▶ [Required task] Present the lines below as a numbered list, omitting any blank lines and leaving out the pictures.

▶ [Supplied material]
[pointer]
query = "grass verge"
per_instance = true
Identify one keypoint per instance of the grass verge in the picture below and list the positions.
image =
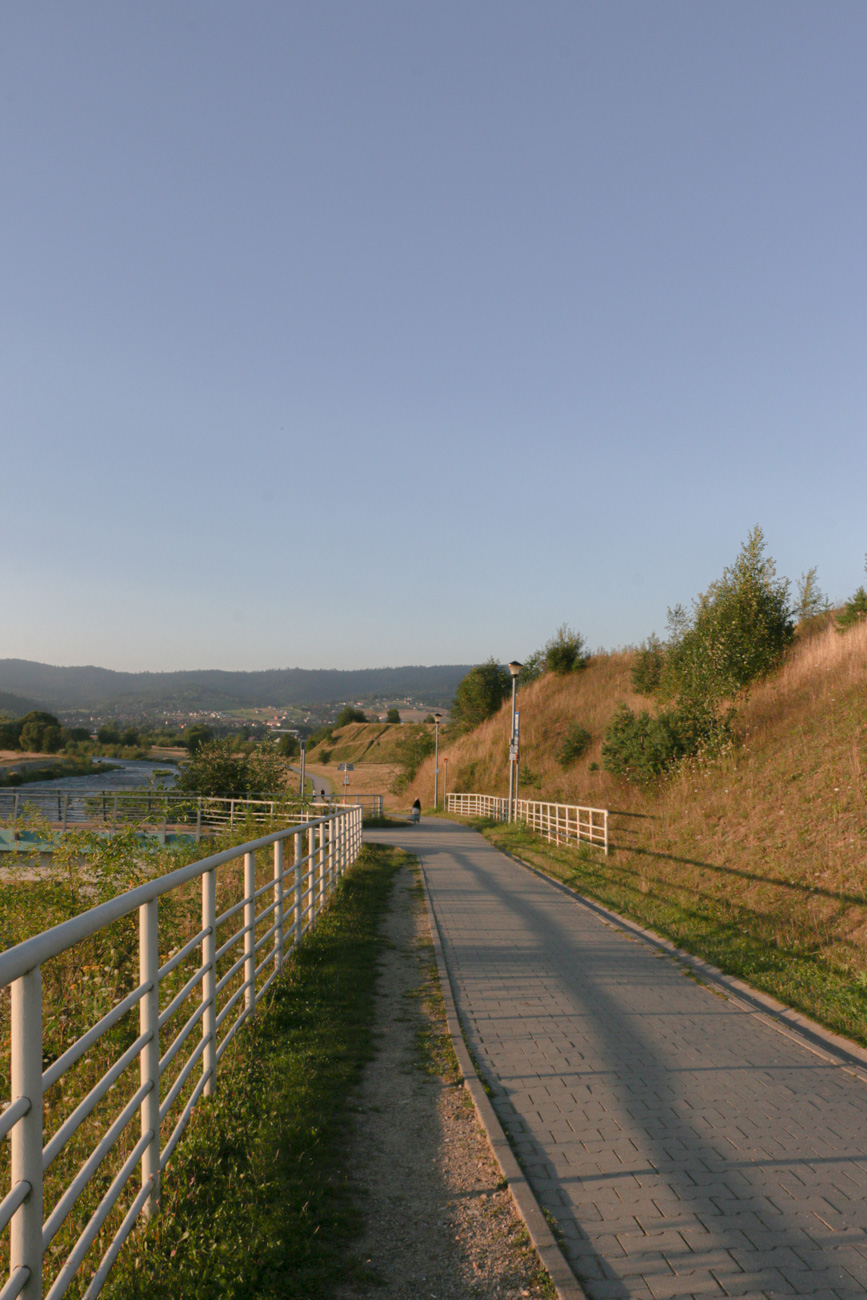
(258, 1200)
(781, 960)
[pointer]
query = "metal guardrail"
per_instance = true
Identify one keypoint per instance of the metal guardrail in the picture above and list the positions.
(163, 807)
(559, 823)
(228, 976)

▶ [Answer to the task]
1. [pointer]
2. query = "grass verge"
3. per_instance = true
4. Identify one keypoint per instance of the grass verge in the picture below and list the positions.
5. image =
6. (258, 1200)
7. (781, 960)
8. [pointer]
9. query = "metal guardrail"
10. per_instance = true
11. Identify one keypoint per instance of the metal guardrail in the picture above and list the positions.
12. (163, 807)
13. (559, 823)
14. (228, 976)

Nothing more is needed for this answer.